___ PROVIDED RECORDS ___
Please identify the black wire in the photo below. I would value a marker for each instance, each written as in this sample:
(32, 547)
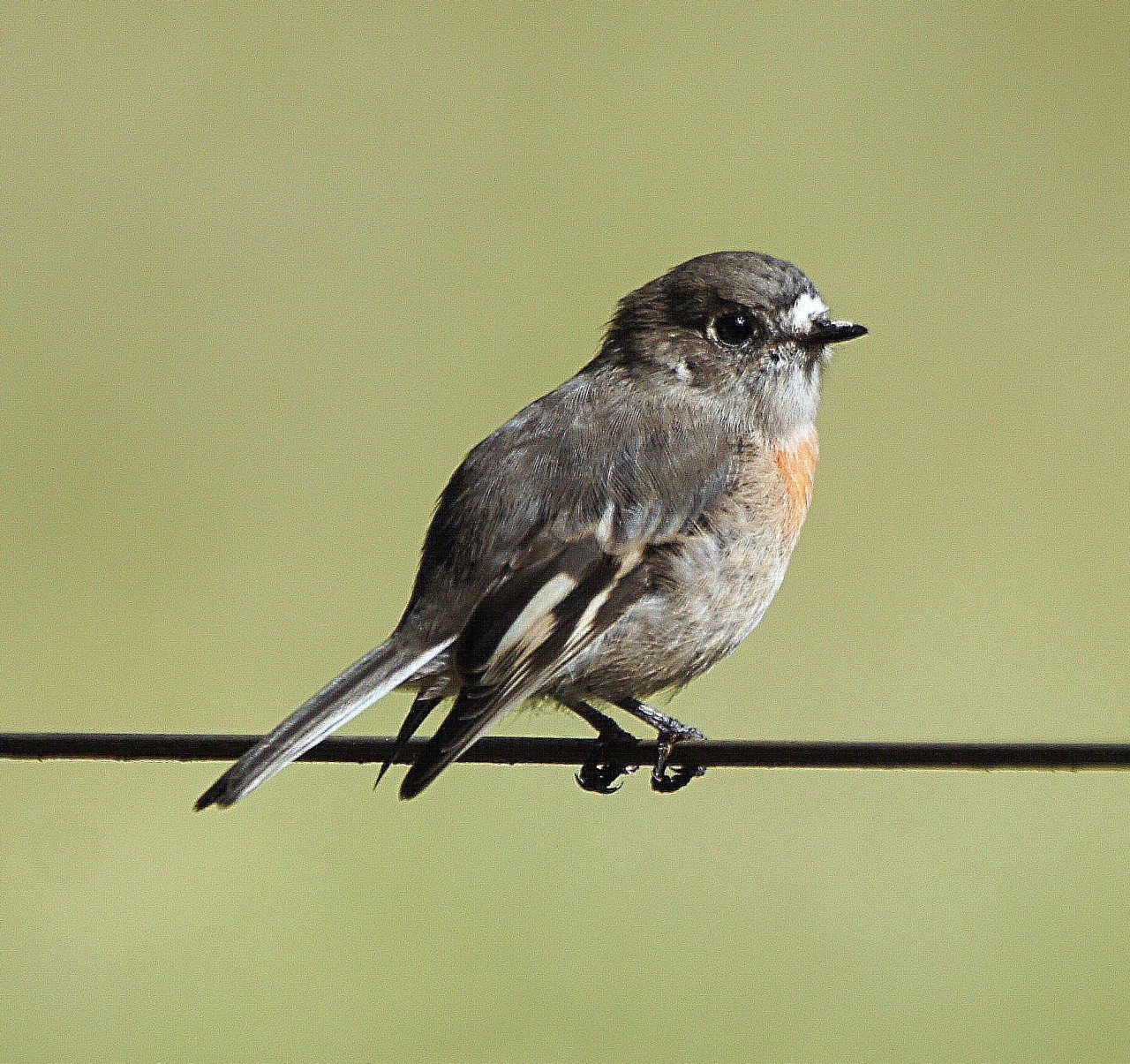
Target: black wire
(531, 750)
___
___ PROVIDED RECORDS ___
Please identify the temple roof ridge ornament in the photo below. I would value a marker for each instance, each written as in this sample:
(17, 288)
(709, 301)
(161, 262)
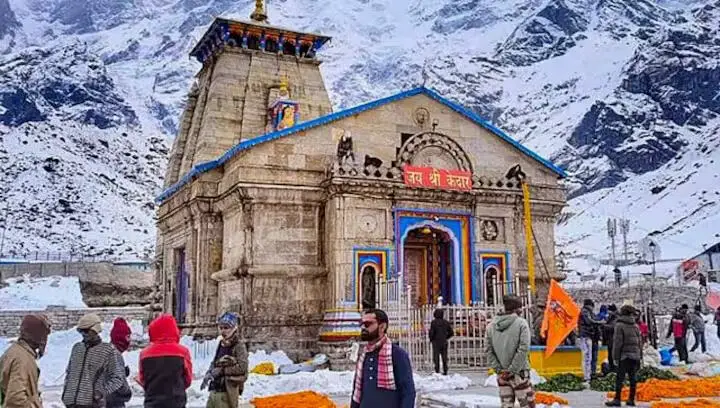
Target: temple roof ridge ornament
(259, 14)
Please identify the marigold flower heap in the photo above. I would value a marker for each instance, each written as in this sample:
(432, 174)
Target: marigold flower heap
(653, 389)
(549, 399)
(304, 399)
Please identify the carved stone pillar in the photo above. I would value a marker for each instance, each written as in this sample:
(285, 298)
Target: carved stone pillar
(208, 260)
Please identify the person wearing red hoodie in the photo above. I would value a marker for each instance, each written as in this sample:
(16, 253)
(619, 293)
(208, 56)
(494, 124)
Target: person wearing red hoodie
___
■ WHAT YOU NEED TO DO ■
Please reproduce the material word for word, starting at the line that contains "Please identify the marigold" and ending at the line that contains "Target: person wearing red hoodie", with both of those lines included and nothing else.

■ OUTPUT OF THE TASK ■
Please identify the marigold flower heap in the photo above. I would value a marker for each instance, each written as in this sample:
(432, 174)
Target: marigold flower heap
(653, 389)
(549, 399)
(304, 399)
Please identify the carved stone pillar in the photo above. I would value a marker for each instance, each written as in this sample:
(285, 298)
Target: carved stone pillar
(208, 260)
Please identify the person wearing red hoodie in the photo above. I would value a marker for each instance, each written as in this sample:
(16, 253)
(619, 293)
(208, 56)
(494, 124)
Target: person wearing red hoodie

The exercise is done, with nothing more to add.